begin DATA

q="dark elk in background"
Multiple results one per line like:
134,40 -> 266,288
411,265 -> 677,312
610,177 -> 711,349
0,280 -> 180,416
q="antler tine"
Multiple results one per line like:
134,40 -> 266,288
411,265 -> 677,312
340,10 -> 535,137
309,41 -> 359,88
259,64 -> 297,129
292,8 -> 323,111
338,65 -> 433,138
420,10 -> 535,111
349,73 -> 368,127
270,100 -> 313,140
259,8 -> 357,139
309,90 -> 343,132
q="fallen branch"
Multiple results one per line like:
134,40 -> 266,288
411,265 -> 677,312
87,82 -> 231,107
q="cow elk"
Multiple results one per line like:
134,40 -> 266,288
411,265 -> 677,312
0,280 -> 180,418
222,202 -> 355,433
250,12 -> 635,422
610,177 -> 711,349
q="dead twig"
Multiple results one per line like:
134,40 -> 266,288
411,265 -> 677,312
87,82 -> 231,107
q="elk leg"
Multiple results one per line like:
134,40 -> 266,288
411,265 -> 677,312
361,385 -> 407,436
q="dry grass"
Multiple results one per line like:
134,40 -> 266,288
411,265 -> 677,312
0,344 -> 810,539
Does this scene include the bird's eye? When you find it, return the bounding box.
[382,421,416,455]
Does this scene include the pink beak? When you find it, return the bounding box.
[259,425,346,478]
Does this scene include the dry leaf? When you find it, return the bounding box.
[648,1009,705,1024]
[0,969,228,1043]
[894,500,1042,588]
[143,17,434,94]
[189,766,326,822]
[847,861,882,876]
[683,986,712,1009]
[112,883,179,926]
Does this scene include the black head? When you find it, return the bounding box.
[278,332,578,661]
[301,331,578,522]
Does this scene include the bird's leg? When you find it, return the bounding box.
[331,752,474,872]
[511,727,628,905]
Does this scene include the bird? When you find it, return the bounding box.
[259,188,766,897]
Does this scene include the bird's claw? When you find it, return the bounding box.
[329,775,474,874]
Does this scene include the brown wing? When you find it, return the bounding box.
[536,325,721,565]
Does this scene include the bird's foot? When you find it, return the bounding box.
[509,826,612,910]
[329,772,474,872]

end DATA

**SET EXERCISE:** Please list each line of the listing above that contains the word "scene", treating uppercase and lowercase as different.

**OUTPUT FOR THIS TASK:**
Does this scene include the bird's eye? When you find it, return the bounding box.
Does this scene include the pink beak? When you find it, return the bounding box.
Does this scene include the dry leaf? When you find it, return the bounding box.
Does this scene include the black head? When you find it, return the bounding box.
Does this scene include the bird's leg? When you find it, return the bounding box.
Does this scene include the bird? When you find it, return the bounding box.
Does this scene include the bird's claw? When you find it, return the bounding box.
Does this scene include the brown wing? When you find it, return the bounding box.
Does this scene include the bird's foot? When you find it, return the bounding box.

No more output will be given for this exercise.